Reproduce every item below word for word, changing nothing.

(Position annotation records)
☆ ☆ ☆ ☆

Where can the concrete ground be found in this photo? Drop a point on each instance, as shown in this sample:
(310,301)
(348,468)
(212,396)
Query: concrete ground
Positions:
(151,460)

☆ ☆ ☆ ☆

- Solution below
Where can the concrete ground be found in this photo? Drop a point on each instance, as shown in this sample:
(310,301)
(348,468)
(212,396)
Query: concrete ground
Positions:
(151,460)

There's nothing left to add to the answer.